[Named object pointing items]

------------------------------------------------------------------------

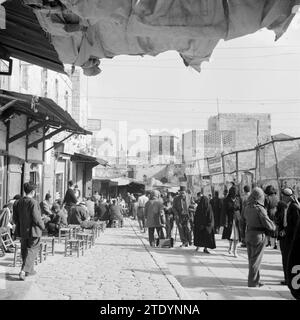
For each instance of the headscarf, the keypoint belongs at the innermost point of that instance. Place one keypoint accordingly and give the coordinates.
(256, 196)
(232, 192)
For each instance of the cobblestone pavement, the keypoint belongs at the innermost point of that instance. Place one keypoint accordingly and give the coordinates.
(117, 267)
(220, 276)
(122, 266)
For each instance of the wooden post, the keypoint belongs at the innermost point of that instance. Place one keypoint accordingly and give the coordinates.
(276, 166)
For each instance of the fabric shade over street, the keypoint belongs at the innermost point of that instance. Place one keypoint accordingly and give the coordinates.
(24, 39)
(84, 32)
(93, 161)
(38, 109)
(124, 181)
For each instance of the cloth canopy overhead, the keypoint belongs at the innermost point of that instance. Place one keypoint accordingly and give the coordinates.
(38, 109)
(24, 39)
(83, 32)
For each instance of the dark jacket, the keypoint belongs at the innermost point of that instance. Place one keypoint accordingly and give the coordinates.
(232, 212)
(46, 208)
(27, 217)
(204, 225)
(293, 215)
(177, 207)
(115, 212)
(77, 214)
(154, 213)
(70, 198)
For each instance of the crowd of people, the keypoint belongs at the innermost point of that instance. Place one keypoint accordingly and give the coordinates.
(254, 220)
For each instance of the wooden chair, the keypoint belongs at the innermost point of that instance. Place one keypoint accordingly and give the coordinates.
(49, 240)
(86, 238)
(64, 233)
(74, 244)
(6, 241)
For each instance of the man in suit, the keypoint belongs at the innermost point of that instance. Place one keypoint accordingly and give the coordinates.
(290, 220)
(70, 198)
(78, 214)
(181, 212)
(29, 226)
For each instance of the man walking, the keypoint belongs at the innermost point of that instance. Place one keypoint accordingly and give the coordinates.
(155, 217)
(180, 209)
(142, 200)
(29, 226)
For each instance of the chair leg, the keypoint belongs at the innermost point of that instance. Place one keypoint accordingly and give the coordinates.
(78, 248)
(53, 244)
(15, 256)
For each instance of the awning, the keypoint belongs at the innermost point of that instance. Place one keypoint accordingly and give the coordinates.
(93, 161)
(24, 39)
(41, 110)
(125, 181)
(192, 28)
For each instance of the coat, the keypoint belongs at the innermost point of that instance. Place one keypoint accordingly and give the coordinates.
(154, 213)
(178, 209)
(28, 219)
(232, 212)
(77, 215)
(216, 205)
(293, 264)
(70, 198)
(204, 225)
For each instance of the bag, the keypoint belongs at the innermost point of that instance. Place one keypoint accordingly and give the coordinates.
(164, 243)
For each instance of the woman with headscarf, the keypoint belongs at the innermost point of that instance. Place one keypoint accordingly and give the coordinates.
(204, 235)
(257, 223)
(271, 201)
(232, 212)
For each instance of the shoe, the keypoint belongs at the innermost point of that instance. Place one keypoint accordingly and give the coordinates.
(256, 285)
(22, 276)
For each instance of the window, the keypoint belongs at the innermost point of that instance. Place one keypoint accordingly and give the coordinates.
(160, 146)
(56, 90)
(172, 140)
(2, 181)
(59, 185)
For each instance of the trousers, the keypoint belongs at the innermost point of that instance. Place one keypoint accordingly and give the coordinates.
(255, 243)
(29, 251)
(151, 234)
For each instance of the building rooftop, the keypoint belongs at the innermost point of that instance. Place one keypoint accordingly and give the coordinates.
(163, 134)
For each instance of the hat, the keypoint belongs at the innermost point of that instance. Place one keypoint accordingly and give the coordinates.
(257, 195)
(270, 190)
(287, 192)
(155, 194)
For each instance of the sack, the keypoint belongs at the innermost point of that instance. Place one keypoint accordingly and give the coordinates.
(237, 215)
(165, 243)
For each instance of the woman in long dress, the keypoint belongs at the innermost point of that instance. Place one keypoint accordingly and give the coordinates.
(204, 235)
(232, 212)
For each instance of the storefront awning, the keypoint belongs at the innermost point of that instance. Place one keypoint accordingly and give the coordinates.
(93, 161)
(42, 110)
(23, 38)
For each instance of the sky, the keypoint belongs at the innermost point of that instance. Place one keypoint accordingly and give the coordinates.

------------------------------------------------------------------------

→ What to do
Copy every item above word for word, leaving out the pictures.

→ Written response
For each instance of the headscarf, the keypoint belongs at the innermost point of that instance. Place one keypoint accordingly and give the coordinates.
(256, 196)
(232, 192)
For each instance of the cobblestone pavement, the keypoint belongs at the innermost point of that instance. Place one keypoint accordingly and give the coordinates.
(117, 267)
(220, 276)
(122, 266)
For each instance of the wooden post, the keypoint belongs at the innermost point of that instance. Place one keypoint accordingly and give the coordinates.
(276, 166)
For each instance of the fabric shade over street, the keypoint belongs at the innermost point of that instance. Place one keypoint accordingly and give the coordinates.
(24, 39)
(84, 32)
(93, 161)
(38, 109)
(124, 181)
For each instance of the cloth canopy overhead, the keypoint belongs at the innermost point of that instance. Place one keypoint accordingly and give the coordinates.
(38, 109)
(24, 39)
(83, 32)
For each instance of the dark jacket, the keypoint belongs at the innermost point of that instance. Place one keypoint accordingly and give the coordinates.
(232, 212)
(46, 208)
(27, 217)
(204, 225)
(293, 215)
(177, 207)
(115, 212)
(77, 214)
(154, 213)
(70, 198)
For each instance of the crowd of people, the keypoint belongs at the innermost point of that instance. Place one keypoint accordingly and give the coordinates.
(254, 220)
For each instance of the wooden chair, the keypoint belongs at the innermost point of that instance. Place one keypoint accordingly and give the coordinates.
(49, 240)
(86, 238)
(64, 233)
(74, 244)
(6, 241)
For each instance of the man in suit, the keypoint belongs at the innermost point of that instance. Place one keypoint accordingly and give the coordinates.
(290, 220)
(70, 198)
(78, 214)
(181, 212)
(29, 226)
For each instance of the man walking, the keypoint belongs at the innermost point of that instance. Place one keypoint accordingly and give the coordinates.
(155, 217)
(180, 209)
(142, 200)
(29, 226)
For each instance of the chair leg, the keypoint belongs at the innermost point of that instance. Place one keypoint accordingly and give the coordinates.
(78, 248)
(53, 244)
(15, 256)
For each instance of the awning, the keypoint belongs at the innermost point of that instance. Place one keypoint accordingly and give the coordinates.
(93, 161)
(24, 39)
(41, 110)
(125, 181)
(192, 28)
For each instance of the coat, the keypoint belongs at the innermost point of that instance. Place one keypoint accordingly and give the coordinates.
(154, 213)
(178, 209)
(28, 219)
(232, 212)
(77, 215)
(216, 205)
(293, 264)
(70, 198)
(204, 225)
For each instance of the bag, the keypoint belongs at the innermost point of that instance. Place one keypoint accordingly and give the coordinates.
(164, 243)
For each instance of the woman with headscarf, the keypoint belongs at the innermost point of that instance. Place one keypoint accordingly and give the coordinates.
(204, 235)
(257, 223)
(271, 201)
(232, 212)
For each instance of the shoe, the keypoint belongs at the innermost point of that instance. Place one keypoint accordingly and give the coordinates.
(256, 285)
(22, 276)
For each instance of the window, the keypoint belongs at the innermost point of that instance. Place one keypoint accordingly and give the coordinates.
(160, 146)
(56, 90)
(172, 140)
(2, 181)
(59, 185)
For each instance of the trousers, the keypoint belongs at the innermost point of that instance. Place one keypoint accordingly and give the coordinates.
(255, 243)
(29, 251)
(151, 234)
For each instance of the building rooftop, the keypoint belongs at the innermost point of that instance. Place one keypoint accordingly and give the coordinates.
(163, 134)
For each instance of the hat, the keypoint belongs at the innermost point of that instance. Place one keypoint accordingly and give the coordinates.
(257, 195)
(270, 190)
(287, 192)
(155, 194)
For each instance of the sack, the keypoint belongs at the innermost point of that instance. Place one keypoint accordingly and give the coordinates.
(237, 215)
(165, 243)
For each instance of the woman in long dress, the keypoint belongs at the innermost point of that instance. Place one keypoint accordingly and give the coordinates.
(204, 235)
(232, 212)
For each instance of the storefront awning, the keypoint belongs at the innermost point of that instance. Place one keypoint accordingly and give the coordinates.
(93, 161)
(42, 110)
(23, 38)
For each instance of the sky, the keypoint belongs at the innermost point of that instance. Place one keypoint accordingly and give the coordinates.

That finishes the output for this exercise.